DOCUMENT PASSAGE
While Adolph Luetgert was on trial for murder in 1897 and 1898, he was held at Cook County Jail. At that time, the jail was located just north of the courthouse. The courthouse still stands on Hubbard Street (which was called Michigan Street in the 1890s), just west of Dearborn. The old jail is gone, however, replaced by a fire station.

 


Chicago Tribune, Nov. 28, 1897.

View images of the old Cook County Jail from the Chicago Daily News archive at the Library of Congress Web site:

 

The following are some descriptions of the old Cook County jail collected by the author during the research for Alchemy of Bones.

Adolph Luetgert was waiting for his first trial to begin when the county opened a new wing of the jail on July 10, 1897. The following newspaper articles recount the opening of the jail.

Chicago Tribune, July 11, 1897:

Cook County’s new jail, with its 228 cells, which costs $50,229 exclusive of the locks, etc., was opened to the public yesterday afternoon. A spread of salads, dainty dishes, wines, speeches and a boutonniere were the especial features of the dedication of the $180,338 structure.

Not a "duffer," a plate of beans, or a tin of black coffee was served. Those delicacies were only for the real guests of the institution.

The exercises began at 12 o’clock noon when [Cook County Board President Daniel] Healy and all the members of the County board, with the exception of Commissioner Struckman, filed through the massive bronze doors of the main entrance in Dearborn street...

President Healy, after the fashion of a banquet toastmaster, announced that a round table groaning under the weight of the light food was ready for the defensive in an assault-at-arms, whereupon a number of colored waiters fell to serving the bidden ones. For nearly an hour the attack was kept up on the salads, the punch bowl and the cold bottles of wine — some of it champagne and some sour wines for which the county paid...

For two hours they inspected the mysteries of the cells, with their new mattresses and pillows and great locks, strong enough to defy jail breakers or lynching parties.

Murderers’ row, containing the cells of those condemned to die, were objects of strange interest to the visitors, many of whom were women. The "row" and the four cells of men condemned to die are in the northeast corner of the first corridor or tier in the men’s department.

A few prisoners were transferred to the new jail last night and they royally welcomed the bright cells and fresh, clean beds. Hereafter every prisoner will be given a bath before being assigned to his or her cell, and while the novelty of a bath is being enjoyed the prisoner’s clothing will be treated to an up-to-date fumigation.

The rest of the prisoners will be transferred during the coming week. Only those confined pending continuances in the police court will be kept in the old building, which will be thoroughly renovated.

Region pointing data

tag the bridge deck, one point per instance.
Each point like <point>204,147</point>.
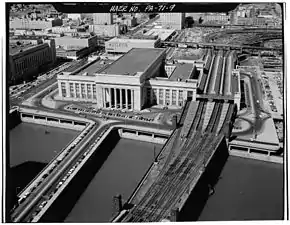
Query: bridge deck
<point>189,118</point>
<point>209,108</point>
<point>184,169</point>
<point>223,116</point>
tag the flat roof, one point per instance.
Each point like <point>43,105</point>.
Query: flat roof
<point>163,34</point>
<point>16,48</point>
<point>92,68</point>
<point>136,60</point>
<point>134,39</point>
<point>181,71</point>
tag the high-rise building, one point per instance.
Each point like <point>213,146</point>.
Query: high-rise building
<point>172,20</point>
<point>103,18</point>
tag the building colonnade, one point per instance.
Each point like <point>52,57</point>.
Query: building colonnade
<point>105,96</point>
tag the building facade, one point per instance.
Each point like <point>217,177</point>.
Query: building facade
<point>105,30</point>
<point>123,45</point>
<point>29,59</point>
<point>113,88</point>
<point>103,18</point>
<point>172,20</point>
<point>67,42</point>
<point>33,24</point>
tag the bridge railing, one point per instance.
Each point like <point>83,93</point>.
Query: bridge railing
<point>42,172</point>
<point>169,140</point>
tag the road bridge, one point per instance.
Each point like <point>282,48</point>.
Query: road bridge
<point>182,170</point>
<point>213,45</point>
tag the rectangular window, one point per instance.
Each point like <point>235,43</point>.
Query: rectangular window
<point>154,93</point>
<point>180,94</point>
<point>83,91</point>
<point>89,91</point>
<point>167,94</point>
<point>72,90</point>
<point>173,97</point>
<point>63,89</point>
<point>77,90</point>
<point>94,91</point>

TASK DETAILS
Continue the passage about the old Cook County Jail from its final sentence onward.

TASK RESULT
Ground for the new jail was broken in June, 1895. There are three principal departments — men’s, boys’, and women’s. One hundred and ten cells, in four tiers, are in the men’s department, and of this number 28 are tool proof...

Each department has exercising corridors, and the ventilation system allows for ten cubic feet of air a minute for each person. Closets and wash basins are fitted in all calls. Four cells are called dungeons, compared with which the blackness of the hole of Calcutta is snowy white. They are for prisoners who do not behave according to the rules.

Jailer Whitman’s office is on the first floor, as are also the general offices and the reception-room, from which the upper tiers are reached by an elevator. Speaking tubes connect with all parts of the building.

Two hospital wards have been provided, one for women and one for men, the first containing twelve cots and the later six. Shower baths and tubs are plentiful, and there is a modern-equipped laundry and kitchen, the latter being on the top floor...

Each tier is connected by an iron bridge with the old jail. As heretofore, executions will take place in the old building, no provision for such proceedings having been made in the new.

Sheriff Pease stated during the proceedings yesterday that he was not in sympathy with the use of wines during the dedication exercises, and gave orders to Jailer Whitman not to allow any further use of the spirits from the moment he received the keys from the County board officials.

Chicago Tribune, July 11, 1897:

When Joseph Gilholley, on trial in Judge Smith’s court yesterday on a charge of burglary, was taken to the jail during the noon recess for dinner he was in a bad humor.

As the guard escorted him across the court he heard the sounds of the banqueters who were dedicating the new building, and he tried to wrest himself away from the bailiff.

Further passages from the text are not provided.